== Consigne ==
Recopiez le passage du texte sur l'hôpital de Raqqa compris entre "Le grand hôpital" et "les 50 dollars.", bornes incluses, en substituant "praticiens" à "chirurgiens".

== Texte étudié ==
'''

Dans ses vidéos de propagande, l’État islamique (EI) ne fait pas seulement étalage marketing de son ultraviolence. Dans sa prétention à incarner un véritable État, le groupe abreuve aussi les réseaux sociaux d’images d’infrastructures déjà fonctionnelles, accaparées par la force durant sa phase de conquêtes entre 2013 et 2015 : services d’urbanisme, usines de pain, pâtisseries, boucheries, réfection des routes, installations électriques, éboueurs mais aussi hôpitaux. Les branches médiatiques de l’organisation présentent régulièrement ces services de santé comme des technologies de pointe, gratuites pour tous les musulmans et dans lesquelles travaillent des médecins spécialistes venus du monde entier, en particulier d’Occident pour mettre leur savoir-faire au service du califat de Bagdadi. Les parents de Yassin, partis chercher leur fils blessé, y ont travaillé et l’ont vécu de l’intérieur. Ils ont découvert, expliquent-ils aux Jours, une réalité bien différente de ces images d’Épinal de l’EI.
Le grand hôpital de Raqqa, en plus d’instruments médicaux vétustes, est d’abord confronté à une pénurie de médecins qualifiés. La plupart des Syriens qui y travaillaient ont fui lorsque l’EI s’est progressivement emparé de la ville entre fin 2013 et début 2014. Pour remédier à ce déficit de main-d’œuvre, l’EI aurait recours, selon le récit de la famille de Yassin, à une pratique surprenante. L’organisation emploierait des chirurgiens venus en bus de Damas, le camp pourtant ennemi, contre une forte rémunération, sans pour autant être membres du groupe. On ne comprenait pas comment ils pouvaient passer. Ils sont payés très cher. Ce sont des Syriens qui ne font pas partie de l’État islamique mais ils aident, ils opèrent, ils se chargent des blessés mais il faut les payer. C’est donnant-donnant mais c’est pas du bon boulot. S’ils étaient de l’EI, ils n’auraient que les 50 dollars.

'''

== Données fournies ==
'''

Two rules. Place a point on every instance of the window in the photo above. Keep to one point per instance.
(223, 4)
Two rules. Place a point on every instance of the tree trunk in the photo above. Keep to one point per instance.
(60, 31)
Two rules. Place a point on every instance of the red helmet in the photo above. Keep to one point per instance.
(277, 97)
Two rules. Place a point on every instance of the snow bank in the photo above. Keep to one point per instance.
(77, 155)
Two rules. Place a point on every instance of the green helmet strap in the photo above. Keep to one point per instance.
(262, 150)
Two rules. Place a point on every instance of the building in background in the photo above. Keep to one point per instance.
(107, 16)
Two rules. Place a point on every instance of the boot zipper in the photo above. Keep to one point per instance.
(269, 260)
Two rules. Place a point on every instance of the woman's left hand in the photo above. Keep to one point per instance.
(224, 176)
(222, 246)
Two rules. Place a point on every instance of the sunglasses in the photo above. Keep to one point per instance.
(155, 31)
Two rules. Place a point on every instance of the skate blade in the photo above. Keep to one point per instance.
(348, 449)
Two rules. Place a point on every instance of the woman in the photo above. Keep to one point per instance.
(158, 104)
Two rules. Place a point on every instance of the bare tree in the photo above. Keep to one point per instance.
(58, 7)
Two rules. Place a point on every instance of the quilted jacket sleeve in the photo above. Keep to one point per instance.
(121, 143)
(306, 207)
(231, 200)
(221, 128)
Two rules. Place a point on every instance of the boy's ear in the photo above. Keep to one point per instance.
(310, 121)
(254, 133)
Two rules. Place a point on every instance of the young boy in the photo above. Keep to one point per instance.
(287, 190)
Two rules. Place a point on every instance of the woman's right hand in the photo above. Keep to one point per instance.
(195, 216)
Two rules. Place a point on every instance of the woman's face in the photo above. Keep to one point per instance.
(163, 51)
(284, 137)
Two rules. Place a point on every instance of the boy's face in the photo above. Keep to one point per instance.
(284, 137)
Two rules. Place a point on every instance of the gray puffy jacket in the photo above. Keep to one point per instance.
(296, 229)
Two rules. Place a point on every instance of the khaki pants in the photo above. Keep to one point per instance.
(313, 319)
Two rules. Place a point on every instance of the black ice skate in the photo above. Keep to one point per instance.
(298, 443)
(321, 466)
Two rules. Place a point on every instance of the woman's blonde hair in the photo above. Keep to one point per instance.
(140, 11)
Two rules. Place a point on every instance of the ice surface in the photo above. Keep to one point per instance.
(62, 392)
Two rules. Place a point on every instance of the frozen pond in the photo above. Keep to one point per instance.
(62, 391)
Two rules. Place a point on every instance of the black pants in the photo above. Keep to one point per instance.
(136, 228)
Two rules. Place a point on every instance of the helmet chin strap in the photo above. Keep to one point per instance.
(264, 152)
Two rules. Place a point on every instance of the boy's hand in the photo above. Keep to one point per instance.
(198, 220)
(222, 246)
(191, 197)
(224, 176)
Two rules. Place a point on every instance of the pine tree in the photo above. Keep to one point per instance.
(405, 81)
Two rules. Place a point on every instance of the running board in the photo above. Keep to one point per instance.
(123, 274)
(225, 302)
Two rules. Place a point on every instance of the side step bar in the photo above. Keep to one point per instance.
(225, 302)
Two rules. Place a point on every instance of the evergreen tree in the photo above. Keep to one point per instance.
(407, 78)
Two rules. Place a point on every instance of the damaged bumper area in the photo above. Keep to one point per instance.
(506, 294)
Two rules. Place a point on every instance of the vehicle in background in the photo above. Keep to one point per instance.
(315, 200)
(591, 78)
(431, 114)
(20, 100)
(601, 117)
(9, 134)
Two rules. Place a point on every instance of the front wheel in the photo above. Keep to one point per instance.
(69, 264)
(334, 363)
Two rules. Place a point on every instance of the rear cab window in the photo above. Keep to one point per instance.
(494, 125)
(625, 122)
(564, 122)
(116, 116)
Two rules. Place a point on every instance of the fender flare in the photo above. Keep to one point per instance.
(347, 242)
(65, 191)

'''

== Corrigé ==
Le grand hôpital de Raqqa, en plus d’instruments médicaux vétustes, est d’abord confronté à une pénurie de médecins qualifiés. La plupart des Syriens qui y travaillaient ont fui lorsque l’EI s’est progressivement emparé de la ville entre fin 2013 et début 2014. Pour remédier à ce déficit de main-d’œuvre, l’EI aurait recours, selon le récit de la famille de Yassin, à une pratique surprenante. L’organisation emploierait des praticiens venus en bus de Damas, le camp pourtant ennemi, contre une forte rémunération, sans pour autant être membres du groupe. On ne comprenait pas comment ils pouvaient passer. Ils sont payés très cher. Ce sont des Syriens qui ne font pas partie de l’État islamique mais ils aident, ils opèrent, ils se chargent des blessés mais il faut les payer. C’est donnant-donnant mais c’est pas du bon boulot. S’ils étaient de l’EI, ils n’auraient que les 50 dollars.